What Christie Is Thinking

After he delivered the keynote address at the GOP convention in Tampa this past summer, New Jersey Governor Chris Christie seemed to be a man who was destined to be president. He had just turned down multiple entreaties from big Republican donors to run for president, saying at a press conference in October 2011 that it was “not my time.” He was adored by the party base, with his brash answers and eagerness to engage at his many town hall meetings endearing him to conservatives. But that all came to an end right before the 2012 election, when Christie’s embrace of Obama and his handling of Hurricane Sandy seemingly ended his hopes for a future in national politics.

But Christie wasn’t done. Since then, he alienated the hard right in a variety of different ways. First, he held a press conference to blast the House GOP for failing to pass a pork-laden disaster relief bill, which he saw as withholding money needed to rebuild his state. Then, while his invitation to speak at CPAC 2013 was in doubt, he accepted money from Obamacare to expand Medicare in New Jersey, against the wishes of conservatives. This was the final blow for the organizers of CPAC, who announced that he would not be speaking at that year’s conference. Christie, when asked about the snub, responded with his trademark bravado. “That’s their prerogative,” he said. “I wish them the best.”

But for many on the right, the final straw came at the reopening of the Jersey Shore on Memorial Day weekend. President Obama, reeling from the scandals surrounding his administration, came to partake in the festivities celebrating the Shore’s recovery from the damage caused by Sandy. The Governor was effusive in his praise of the president’s response to the hurricane, calling it “wonderful,” “excellent” and “outstanding.” For his detractors, this over-the-top celebration of the president was too much.

Christie has fought back hard against the notion that he is somehow disconnected from the larger Republican Party and would play no role in its future. When NBC’s Brian Williams asked him: “If you ran for president as a Republican… what Republican Party do you see out there that would support your candidacy?” Christie’s answer was a classic. “If you are saying to me how do I feel as a Republican,” he said, “I’m a [very] good Republican, a good conservative Republican who believes in the things that I believe in. But that does not mean that I would ever put my party before my state…”

In truth, on most matters of substance, like fiscal policy regarding keeping taxes in check, and social issues, Christie has views, and policy achievements, which are more or less in line with the Republican mainstream. With his presidential aspirations quite evident (his wife said last week that he would “make a great president”), why does he do things that risk continually annoying the conservative base, to the point of totally alienating them?

(Region pointing listing)
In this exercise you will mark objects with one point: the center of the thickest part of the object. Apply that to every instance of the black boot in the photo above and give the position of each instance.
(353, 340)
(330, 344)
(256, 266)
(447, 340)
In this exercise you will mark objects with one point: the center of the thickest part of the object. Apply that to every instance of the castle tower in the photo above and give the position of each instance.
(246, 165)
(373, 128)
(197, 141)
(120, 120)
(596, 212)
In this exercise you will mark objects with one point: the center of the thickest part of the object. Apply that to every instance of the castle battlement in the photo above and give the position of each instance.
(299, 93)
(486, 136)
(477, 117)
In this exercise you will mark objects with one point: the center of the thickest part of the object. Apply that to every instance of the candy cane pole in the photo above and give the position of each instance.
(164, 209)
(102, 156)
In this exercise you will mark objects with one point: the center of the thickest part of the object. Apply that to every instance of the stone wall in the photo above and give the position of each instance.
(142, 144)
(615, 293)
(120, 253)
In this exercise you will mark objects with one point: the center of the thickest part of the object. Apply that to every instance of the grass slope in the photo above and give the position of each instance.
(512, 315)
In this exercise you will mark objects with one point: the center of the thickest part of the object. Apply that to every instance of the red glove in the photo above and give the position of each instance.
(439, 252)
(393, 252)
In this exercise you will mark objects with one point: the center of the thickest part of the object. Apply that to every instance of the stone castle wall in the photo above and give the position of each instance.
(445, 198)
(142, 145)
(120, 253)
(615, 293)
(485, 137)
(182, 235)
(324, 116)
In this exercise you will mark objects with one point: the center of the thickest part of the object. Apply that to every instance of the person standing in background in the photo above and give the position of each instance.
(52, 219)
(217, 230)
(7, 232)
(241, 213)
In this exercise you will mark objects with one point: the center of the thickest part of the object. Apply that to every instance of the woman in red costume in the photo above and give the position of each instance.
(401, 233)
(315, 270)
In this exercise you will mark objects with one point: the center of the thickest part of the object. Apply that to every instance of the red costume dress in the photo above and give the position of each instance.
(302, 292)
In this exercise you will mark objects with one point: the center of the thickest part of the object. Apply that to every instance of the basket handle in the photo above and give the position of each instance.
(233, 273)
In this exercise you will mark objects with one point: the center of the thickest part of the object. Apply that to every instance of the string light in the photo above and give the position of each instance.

> **TRY IT**: Put this sentence from the article about Chris Christie into Spanish: "The Governor was effusive in his praise of the president's response to the hurricane, calling it “wonderful,” “excellent” and “outstanding.”" You won't need the listing for this.

> **TASK ANSWER**: El gobernador fue efusivo en sus elogios a la respuesta del presidente ante el huracán, calificándola de «maravillosa», «excelente» y «extraordinaria».